Dataset entries:
··········

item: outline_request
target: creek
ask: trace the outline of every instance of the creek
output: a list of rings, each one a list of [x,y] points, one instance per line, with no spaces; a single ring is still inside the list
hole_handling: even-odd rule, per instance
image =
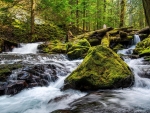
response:
[[[115,110],[120,109],[117,107],[119,105],[125,109],[134,109],[134,112],[137,113],[150,111],[150,64],[145,62],[143,58],[131,59],[128,57],[128,55],[132,54],[132,50],[139,41],[139,37],[135,35],[134,41],[128,49],[118,51],[118,54],[125,55],[123,57],[124,61],[134,73],[135,83],[133,87],[118,90],[100,90],[101,95],[99,95],[99,98],[97,100],[93,98],[93,100],[95,99],[102,103],[105,109],[109,109],[110,106],[115,108]],[[14,96],[0,96],[0,113],[50,113],[57,109],[69,108],[69,103],[81,97],[83,98],[87,94],[72,89],[66,91],[61,91],[60,89],[64,84],[64,79],[77,68],[82,60],[70,61],[62,54],[38,54],[37,46],[38,44],[22,45],[19,49],[15,48],[13,52],[2,53],[0,54],[0,64],[53,64],[58,67],[56,68],[57,81],[50,82],[48,87],[34,87],[22,90]],[[14,70],[12,76],[18,71],[19,70]],[[64,95],[68,96],[59,101],[53,100],[56,97]],[[84,102],[86,102],[86,100]],[[82,109],[82,113],[100,113],[100,108],[97,108],[97,110],[95,108],[94,110],[90,108],[89,111]],[[122,113],[125,112],[124,110]]]

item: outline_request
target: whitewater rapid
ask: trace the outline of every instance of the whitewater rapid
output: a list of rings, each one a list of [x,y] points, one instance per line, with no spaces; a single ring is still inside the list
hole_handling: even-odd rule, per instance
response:
[[[138,35],[135,35],[132,45],[128,49],[118,51],[118,54],[131,55],[138,42],[140,42],[140,38]],[[34,52],[35,51],[37,50],[34,49]],[[11,53],[8,55],[11,56]],[[16,62],[23,62],[25,64],[63,64],[68,72],[66,76],[58,76],[59,79],[56,82],[50,83],[48,87],[34,87],[32,89],[23,90],[14,96],[0,96],[0,113],[50,113],[57,109],[69,108],[70,106],[68,104],[70,102],[86,95],[86,93],[76,90],[60,90],[64,84],[64,79],[77,68],[82,60],[69,61],[65,55],[43,54],[16,54],[15,59],[17,58],[17,61],[14,61],[14,59],[11,60],[9,57],[6,58],[4,54],[0,55],[0,58],[3,58],[1,64]],[[150,110],[150,79],[141,77],[140,75],[143,74],[143,71],[150,73],[150,65],[145,63],[143,58],[131,59],[125,57],[124,61],[134,74],[135,81],[133,87],[111,90],[110,93],[113,96],[107,97],[106,95],[105,98],[110,103],[114,103],[114,105],[122,105],[129,109],[136,109],[138,113],[146,113],[146,110]],[[103,90],[102,92],[105,91]],[[60,101],[53,100],[56,97],[64,95],[67,96],[60,99]],[[104,97],[101,97],[101,100],[98,101],[102,102],[105,107],[109,106]]]
[[[54,64],[67,72],[62,76],[63,70],[56,68],[58,80],[51,82],[48,87],[34,87],[25,89],[14,96],[0,96],[0,113],[50,113],[56,109],[69,107],[68,104],[86,93],[76,90],[61,91],[64,79],[82,62],[82,60],[69,61],[63,54],[49,55],[37,54],[39,43],[22,44],[12,52],[0,55],[0,64]],[[18,70],[13,71],[13,74]],[[64,75],[64,74],[63,74]],[[51,101],[57,97],[67,95],[60,101]]]

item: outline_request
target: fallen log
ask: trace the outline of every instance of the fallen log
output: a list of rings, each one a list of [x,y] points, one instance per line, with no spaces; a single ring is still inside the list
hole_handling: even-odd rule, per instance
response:
[[[124,31],[120,31],[119,34],[120,34],[120,38],[121,39],[124,39],[124,38],[126,38],[128,36],[128,34],[126,32],[124,32]]]
[[[136,34],[150,34],[150,29],[149,29],[149,27],[143,28],[143,29],[137,31]]]
[[[139,37],[141,40],[145,39],[148,37],[149,34],[139,34]]]
[[[111,31],[111,30],[113,30],[112,27],[108,27],[108,28],[105,28],[105,29],[99,29],[99,30],[96,30],[96,31],[91,31],[91,32],[84,33],[82,35],[78,35],[76,38],[78,38],[78,39],[82,39],[82,38],[98,38],[98,39],[101,39],[106,34],[106,32]]]
[[[147,30],[148,28],[146,28]],[[148,29],[149,30],[149,29]],[[126,27],[126,28],[105,28],[100,29],[96,31],[91,31],[84,33],[82,35],[76,36],[78,39],[86,38],[91,46],[96,45],[104,45],[106,47],[111,47],[111,45],[114,45],[113,43],[122,43],[123,45],[130,44],[132,39],[134,38],[135,32],[137,29],[132,29],[132,27]],[[141,40],[146,38],[147,34],[141,34],[141,31],[143,33],[143,30],[137,31],[139,32],[139,36],[141,37]],[[145,30],[144,30],[145,31]]]
[[[133,28],[133,26],[130,26],[130,27],[122,27],[122,28],[116,28],[116,30],[126,32],[128,29],[132,29],[132,28]]]

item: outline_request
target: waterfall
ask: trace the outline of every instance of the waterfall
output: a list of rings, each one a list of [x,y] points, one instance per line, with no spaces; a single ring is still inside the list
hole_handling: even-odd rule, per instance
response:
[[[134,35],[131,46],[128,49],[119,50],[117,53],[123,55],[131,55],[133,53],[133,49],[135,49],[136,44],[140,41],[141,39],[139,35]]]
[[[132,45],[136,45],[140,41],[141,41],[141,39],[140,39],[139,35],[134,35],[134,39],[132,41]]]
[[[12,53],[19,53],[19,54],[35,54],[37,52],[37,46],[40,43],[29,43],[29,44],[20,44],[19,48],[14,48]]]
[[[140,42],[138,35],[134,36],[133,45],[129,49],[134,49],[135,45]],[[119,51],[126,54],[129,49]],[[150,111],[150,64],[146,63],[143,58],[124,59],[134,74],[134,85],[124,90],[115,90],[114,98],[110,102],[126,106],[130,109],[136,109],[139,113],[149,113]],[[147,112],[148,111],[148,112]]]

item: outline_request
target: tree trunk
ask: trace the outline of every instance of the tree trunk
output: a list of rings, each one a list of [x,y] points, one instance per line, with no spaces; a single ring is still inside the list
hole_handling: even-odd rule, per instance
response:
[[[125,11],[126,11],[126,0],[121,0],[120,2],[120,6],[121,6],[121,12],[120,12],[120,25],[119,27],[123,27],[124,26],[124,16],[125,16]]]
[[[148,26],[150,26],[150,0],[142,0],[142,2],[143,2],[146,21]]]
[[[85,18],[86,18],[86,1],[84,0],[83,1],[83,31],[86,30],[86,27],[85,27]]]
[[[34,34],[35,0],[31,0],[31,37]]]
[[[103,12],[103,24],[106,24],[105,22],[106,22],[106,0],[104,0],[104,6],[103,6],[103,8],[104,8],[104,12]]]
[[[79,0],[76,0],[76,5],[77,5],[77,9],[76,9],[76,25],[77,28],[79,29]]]

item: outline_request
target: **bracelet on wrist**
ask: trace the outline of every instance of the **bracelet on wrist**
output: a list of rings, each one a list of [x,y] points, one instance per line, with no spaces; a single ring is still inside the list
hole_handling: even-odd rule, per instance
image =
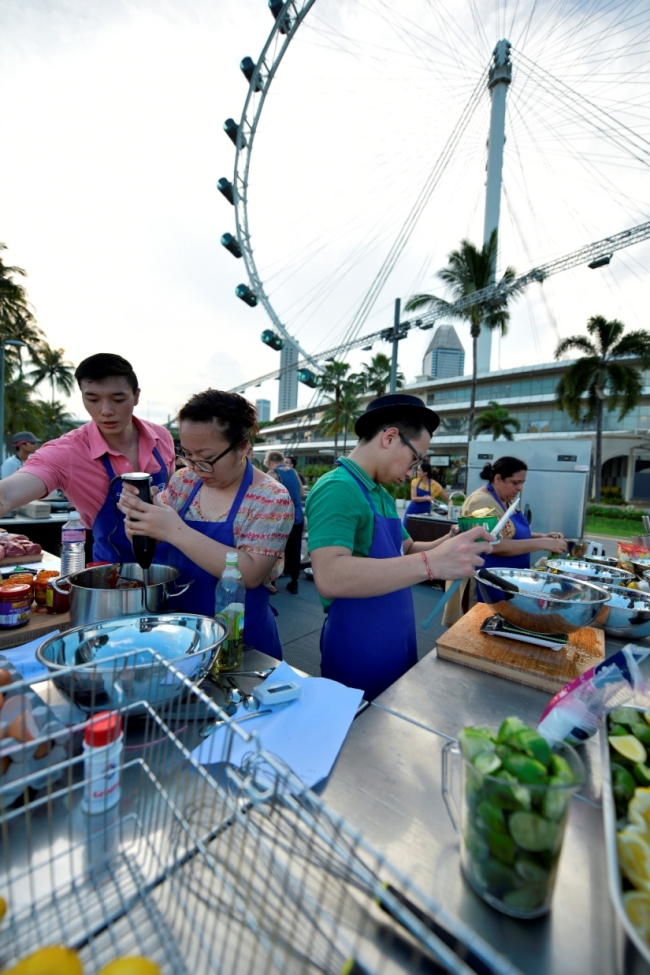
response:
[[[434,575],[433,572],[431,571],[431,566],[429,565],[429,560],[427,559],[426,552],[420,552],[420,555],[422,556],[422,561],[424,562],[427,568],[427,575],[429,576],[429,582],[433,582]]]

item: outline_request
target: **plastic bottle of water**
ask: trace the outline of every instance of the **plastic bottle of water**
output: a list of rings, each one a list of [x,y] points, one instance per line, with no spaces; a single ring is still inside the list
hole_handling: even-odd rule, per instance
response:
[[[78,511],[71,511],[70,517],[61,529],[61,575],[69,576],[86,568],[86,526]]]
[[[226,568],[214,594],[214,616],[226,627],[227,637],[212,665],[216,676],[223,670],[241,667],[244,659],[244,603],[246,589],[237,568],[237,552],[226,553]]]

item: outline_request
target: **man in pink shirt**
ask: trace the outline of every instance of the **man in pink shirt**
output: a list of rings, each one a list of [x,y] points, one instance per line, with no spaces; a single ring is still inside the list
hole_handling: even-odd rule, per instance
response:
[[[121,481],[112,484],[112,479],[145,471],[164,487],[174,470],[174,442],[165,427],[133,416],[140,389],[122,356],[91,355],[77,367],[75,379],[90,423],[43,444],[19,471],[0,481],[0,517],[61,488],[93,530],[93,558],[132,562],[124,515],[117,508]]]

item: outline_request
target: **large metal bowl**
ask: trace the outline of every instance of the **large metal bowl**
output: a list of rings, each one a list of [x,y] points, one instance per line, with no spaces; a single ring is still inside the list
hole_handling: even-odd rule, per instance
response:
[[[650,559],[630,559],[630,562],[639,576],[644,576],[650,570]]]
[[[650,636],[650,593],[625,586],[607,586],[610,598],[596,622],[608,636],[642,640]]]
[[[513,626],[534,633],[574,633],[593,623],[609,599],[600,586],[551,572],[490,569],[490,575],[504,586],[481,579],[479,569],[476,583],[483,600]],[[516,586],[519,592],[512,592],[509,586]]]
[[[55,634],[40,645],[36,657],[64,694],[94,714],[139,701],[156,706],[175,700],[169,671],[152,651],[196,680],[225,638],[226,628],[209,616],[126,616]],[[61,674],[68,667],[78,669]],[[179,684],[178,693],[181,689]]]
[[[597,586],[622,586],[634,579],[633,572],[614,569],[609,565],[597,565],[582,559],[551,559],[547,562],[549,571],[556,570],[563,576],[570,576],[580,582],[593,582]]]

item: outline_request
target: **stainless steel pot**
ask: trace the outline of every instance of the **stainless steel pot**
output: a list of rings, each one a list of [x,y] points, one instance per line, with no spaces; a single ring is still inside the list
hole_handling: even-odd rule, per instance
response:
[[[152,565],[148,573],[149,584],[145,587],[144,573],[134,562],[121,567],[117,563],[98,565],[67,577],[59,576],[52,585],[62,593],[68,592],[62,585],[69,585],[71,625],[86,626],[121,616],[164,613],[167,602],[191,585],[190,582],[175,589],[179,571],[171,565]]]

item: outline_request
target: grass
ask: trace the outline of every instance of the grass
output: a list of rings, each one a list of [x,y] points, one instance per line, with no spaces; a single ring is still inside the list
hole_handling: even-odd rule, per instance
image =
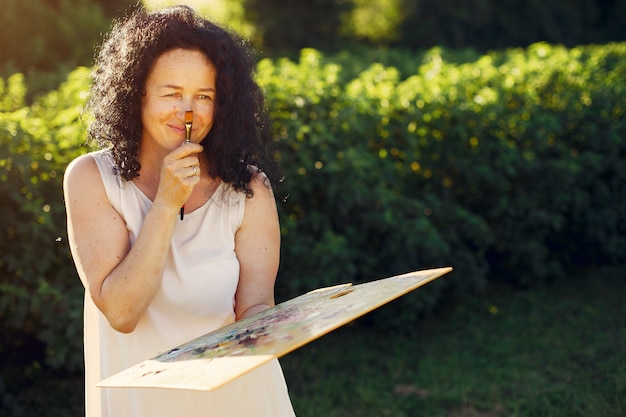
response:
[[[294,407],[300,417],[626,416],[624,278],[491,288],[403,333],[357,321],[282,359]]]
[[[625,278],[621,268],[545,288],[493,286],[402,333],[360,319],[281,359],[296,413],[626,416]],[[0,389],[14,403],[8,417],[82,415],[79,376],[38,375],[19,394]]]

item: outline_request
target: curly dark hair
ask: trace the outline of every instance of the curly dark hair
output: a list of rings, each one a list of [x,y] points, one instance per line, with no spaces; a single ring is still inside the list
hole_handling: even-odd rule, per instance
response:
[[[139,8],[113,25],[93,69],[90,138],[112,147],[122,178],[139,175],[145,81],[155,60],[176,48],[203,52],[217,70],[214,124],[202,141],[208,174],[248,196],[251,166],[277,182],[264,95],[254,79],[256,61],[248,43],[187,6]]]

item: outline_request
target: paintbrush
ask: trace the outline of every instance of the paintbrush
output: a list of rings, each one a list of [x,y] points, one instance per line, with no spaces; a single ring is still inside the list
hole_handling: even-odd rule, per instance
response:
[[[191,143],[191,126],[193,124],[193,112],[185,112],[185,141],[183,143]],[[195,169],[194,169],[195,172]],[[185,217],[185,205],[180,208],[180,219]]]
[[[185,112],[185,143],[191,143],[191,125],[193,124],[193,112]]]

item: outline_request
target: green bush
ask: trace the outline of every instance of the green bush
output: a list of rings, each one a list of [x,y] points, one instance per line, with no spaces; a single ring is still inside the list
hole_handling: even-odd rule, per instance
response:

··········

Wherever "creek" turns up in the records, copy the whole line.

target: creek
ask: trace the outline of every instance of the creek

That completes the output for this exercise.